◆ **Entries from a dataset**:
════

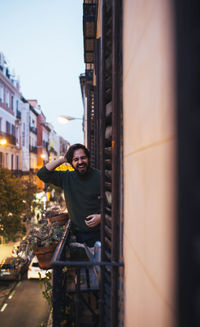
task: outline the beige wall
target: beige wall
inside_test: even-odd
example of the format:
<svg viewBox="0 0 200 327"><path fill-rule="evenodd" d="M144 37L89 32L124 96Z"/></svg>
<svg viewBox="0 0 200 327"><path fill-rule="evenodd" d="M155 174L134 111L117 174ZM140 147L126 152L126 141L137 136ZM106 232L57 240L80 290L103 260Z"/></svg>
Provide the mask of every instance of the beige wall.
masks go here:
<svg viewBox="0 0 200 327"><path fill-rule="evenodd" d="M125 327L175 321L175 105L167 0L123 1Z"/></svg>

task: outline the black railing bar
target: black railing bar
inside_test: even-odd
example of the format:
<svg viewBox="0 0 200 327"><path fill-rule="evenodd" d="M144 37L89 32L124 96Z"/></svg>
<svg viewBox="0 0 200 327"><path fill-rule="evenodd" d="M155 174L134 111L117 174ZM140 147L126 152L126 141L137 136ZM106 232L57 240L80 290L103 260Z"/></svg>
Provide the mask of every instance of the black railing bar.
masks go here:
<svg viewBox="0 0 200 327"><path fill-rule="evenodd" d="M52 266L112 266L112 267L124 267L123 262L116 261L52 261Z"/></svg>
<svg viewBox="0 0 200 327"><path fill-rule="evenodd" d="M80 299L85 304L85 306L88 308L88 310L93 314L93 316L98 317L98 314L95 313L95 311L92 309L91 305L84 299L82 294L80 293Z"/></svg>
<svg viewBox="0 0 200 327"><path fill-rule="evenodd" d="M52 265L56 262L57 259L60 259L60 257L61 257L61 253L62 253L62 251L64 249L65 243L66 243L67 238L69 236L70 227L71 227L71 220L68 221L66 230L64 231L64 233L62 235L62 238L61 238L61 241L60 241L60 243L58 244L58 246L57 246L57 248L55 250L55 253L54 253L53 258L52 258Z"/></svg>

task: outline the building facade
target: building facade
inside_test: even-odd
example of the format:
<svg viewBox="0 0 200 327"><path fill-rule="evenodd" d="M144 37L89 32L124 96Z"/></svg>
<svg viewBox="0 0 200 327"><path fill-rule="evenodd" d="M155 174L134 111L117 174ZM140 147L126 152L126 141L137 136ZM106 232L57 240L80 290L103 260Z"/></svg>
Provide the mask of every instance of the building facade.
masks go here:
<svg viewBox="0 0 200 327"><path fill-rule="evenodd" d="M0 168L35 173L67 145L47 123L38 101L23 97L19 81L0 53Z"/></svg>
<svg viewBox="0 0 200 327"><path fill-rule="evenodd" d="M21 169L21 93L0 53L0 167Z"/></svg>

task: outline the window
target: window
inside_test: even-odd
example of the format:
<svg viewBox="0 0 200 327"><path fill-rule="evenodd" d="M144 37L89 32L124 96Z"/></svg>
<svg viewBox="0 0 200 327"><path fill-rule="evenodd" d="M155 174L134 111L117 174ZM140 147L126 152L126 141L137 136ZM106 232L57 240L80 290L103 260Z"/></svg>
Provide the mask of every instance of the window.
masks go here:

════

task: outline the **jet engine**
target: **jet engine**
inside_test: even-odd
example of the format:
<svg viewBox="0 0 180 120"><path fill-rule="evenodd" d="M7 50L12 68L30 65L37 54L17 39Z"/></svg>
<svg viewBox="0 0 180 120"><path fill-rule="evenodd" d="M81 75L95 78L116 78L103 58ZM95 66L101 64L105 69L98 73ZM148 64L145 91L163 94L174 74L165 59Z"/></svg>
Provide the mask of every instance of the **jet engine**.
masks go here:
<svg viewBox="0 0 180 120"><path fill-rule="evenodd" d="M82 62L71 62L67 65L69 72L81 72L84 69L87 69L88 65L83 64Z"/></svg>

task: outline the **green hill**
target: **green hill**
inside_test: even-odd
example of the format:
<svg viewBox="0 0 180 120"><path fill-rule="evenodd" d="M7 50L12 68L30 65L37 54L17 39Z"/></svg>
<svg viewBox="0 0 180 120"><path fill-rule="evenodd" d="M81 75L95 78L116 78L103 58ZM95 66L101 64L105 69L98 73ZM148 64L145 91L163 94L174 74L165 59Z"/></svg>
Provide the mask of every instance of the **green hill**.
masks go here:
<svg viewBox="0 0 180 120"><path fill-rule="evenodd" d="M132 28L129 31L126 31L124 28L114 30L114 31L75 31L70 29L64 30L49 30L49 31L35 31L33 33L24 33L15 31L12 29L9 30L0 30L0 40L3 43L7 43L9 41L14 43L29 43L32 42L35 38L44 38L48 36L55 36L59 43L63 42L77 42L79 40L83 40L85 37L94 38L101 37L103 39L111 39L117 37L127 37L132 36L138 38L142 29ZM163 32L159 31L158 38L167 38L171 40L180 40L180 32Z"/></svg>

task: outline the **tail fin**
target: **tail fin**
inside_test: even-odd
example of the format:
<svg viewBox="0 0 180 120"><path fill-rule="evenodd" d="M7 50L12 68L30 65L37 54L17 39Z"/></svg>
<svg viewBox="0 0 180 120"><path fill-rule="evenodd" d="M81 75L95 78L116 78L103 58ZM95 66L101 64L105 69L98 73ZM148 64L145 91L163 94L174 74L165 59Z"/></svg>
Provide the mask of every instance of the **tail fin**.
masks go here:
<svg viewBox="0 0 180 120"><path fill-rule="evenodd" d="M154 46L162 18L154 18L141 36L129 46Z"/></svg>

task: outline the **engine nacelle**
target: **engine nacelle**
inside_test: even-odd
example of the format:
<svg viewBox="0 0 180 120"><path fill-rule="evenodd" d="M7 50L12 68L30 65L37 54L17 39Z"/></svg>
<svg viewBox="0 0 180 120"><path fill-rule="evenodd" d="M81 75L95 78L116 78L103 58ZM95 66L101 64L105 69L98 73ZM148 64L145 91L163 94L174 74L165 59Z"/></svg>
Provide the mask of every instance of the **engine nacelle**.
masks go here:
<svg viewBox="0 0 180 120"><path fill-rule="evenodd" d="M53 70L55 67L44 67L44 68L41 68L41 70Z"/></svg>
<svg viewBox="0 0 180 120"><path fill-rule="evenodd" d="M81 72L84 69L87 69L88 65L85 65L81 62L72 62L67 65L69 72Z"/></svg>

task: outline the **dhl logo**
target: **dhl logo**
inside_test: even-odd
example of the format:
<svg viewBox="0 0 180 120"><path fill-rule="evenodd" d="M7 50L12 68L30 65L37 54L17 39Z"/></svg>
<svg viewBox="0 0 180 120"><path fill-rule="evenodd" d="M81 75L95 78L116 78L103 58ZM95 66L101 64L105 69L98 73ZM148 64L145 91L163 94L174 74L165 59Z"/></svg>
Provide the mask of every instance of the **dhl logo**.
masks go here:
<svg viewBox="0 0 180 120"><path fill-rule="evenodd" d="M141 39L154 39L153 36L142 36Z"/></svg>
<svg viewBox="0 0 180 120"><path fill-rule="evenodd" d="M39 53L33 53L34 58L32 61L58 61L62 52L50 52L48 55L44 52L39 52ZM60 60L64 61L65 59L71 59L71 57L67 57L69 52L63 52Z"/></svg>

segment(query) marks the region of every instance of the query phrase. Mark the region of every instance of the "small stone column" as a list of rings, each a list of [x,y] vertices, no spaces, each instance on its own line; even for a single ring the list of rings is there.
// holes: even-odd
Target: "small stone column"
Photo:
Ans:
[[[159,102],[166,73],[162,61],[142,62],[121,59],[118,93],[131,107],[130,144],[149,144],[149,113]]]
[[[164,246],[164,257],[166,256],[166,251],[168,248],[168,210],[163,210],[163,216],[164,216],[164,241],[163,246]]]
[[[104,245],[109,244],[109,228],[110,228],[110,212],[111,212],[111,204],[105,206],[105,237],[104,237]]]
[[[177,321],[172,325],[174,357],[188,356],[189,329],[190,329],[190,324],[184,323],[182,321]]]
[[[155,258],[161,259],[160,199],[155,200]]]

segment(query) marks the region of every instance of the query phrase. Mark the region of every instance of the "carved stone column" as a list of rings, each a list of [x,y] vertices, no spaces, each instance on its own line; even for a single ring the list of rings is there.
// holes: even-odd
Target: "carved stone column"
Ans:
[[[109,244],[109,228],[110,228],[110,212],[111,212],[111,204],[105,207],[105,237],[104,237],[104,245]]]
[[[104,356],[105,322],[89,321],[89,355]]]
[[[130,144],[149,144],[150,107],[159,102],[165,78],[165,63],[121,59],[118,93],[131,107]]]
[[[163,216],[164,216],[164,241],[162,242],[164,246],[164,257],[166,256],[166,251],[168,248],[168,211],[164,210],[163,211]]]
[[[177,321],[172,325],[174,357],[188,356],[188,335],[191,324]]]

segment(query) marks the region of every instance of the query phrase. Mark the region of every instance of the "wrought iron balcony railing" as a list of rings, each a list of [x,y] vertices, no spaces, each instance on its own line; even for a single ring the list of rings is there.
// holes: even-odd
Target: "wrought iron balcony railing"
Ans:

════

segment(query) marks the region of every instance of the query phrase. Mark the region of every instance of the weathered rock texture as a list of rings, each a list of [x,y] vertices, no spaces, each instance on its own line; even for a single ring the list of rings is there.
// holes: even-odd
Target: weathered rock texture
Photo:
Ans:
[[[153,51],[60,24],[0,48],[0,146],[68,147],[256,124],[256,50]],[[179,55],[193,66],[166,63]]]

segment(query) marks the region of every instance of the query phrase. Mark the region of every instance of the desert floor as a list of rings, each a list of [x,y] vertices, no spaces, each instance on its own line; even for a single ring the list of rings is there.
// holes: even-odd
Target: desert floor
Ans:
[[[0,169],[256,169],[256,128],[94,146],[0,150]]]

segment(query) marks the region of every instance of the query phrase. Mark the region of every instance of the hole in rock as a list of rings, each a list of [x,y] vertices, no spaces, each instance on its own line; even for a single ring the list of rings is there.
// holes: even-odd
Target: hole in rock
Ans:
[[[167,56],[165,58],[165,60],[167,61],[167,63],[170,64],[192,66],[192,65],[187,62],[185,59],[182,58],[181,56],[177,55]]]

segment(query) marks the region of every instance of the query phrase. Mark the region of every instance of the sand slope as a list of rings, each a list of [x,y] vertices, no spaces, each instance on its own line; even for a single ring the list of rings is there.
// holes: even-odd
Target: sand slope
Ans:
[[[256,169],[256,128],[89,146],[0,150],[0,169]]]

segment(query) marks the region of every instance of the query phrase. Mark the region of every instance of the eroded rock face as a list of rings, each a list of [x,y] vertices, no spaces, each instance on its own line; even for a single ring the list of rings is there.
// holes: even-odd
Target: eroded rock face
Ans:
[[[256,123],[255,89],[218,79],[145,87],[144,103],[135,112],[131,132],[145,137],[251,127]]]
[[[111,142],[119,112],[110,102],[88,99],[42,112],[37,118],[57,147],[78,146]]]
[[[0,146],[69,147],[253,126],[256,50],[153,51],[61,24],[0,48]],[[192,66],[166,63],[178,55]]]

════

Could you return the rows starting at the line containing "of the weathered" and ending at the line containing "[[[0,169],[256,169],[256,128],[94,146],[0,150]]]", both included, with every line unchanged?

segment(query) marks the region of every instance of the query phrase. Mark the region of every instance of the weathered rock texture as a list of rings, each a list of [x,y] vertices, no spaces, each instance on its own line; even for a single ring the list of rings is there.
// holes: even-odd
Target: weathered rock texture
Photo:
Ans:
[[[153,51],[60,24],[0,48],[0,146],[68,147],[256,124],[256,50]],[[179,55],[193,66],[166,63]]]

segment(query) marks the region of every instance of the query phrase. Mark the region of every instance of the desert floor as a list of rings, each a list of [x,y] vertices, no spaces, each instance on its own line; even for a single ring the list of rings is there.
// holes: even-odd
Target: desert floor
Ans:
[[[0,169],[256,169],[256,128],[94,146],[0,150]]]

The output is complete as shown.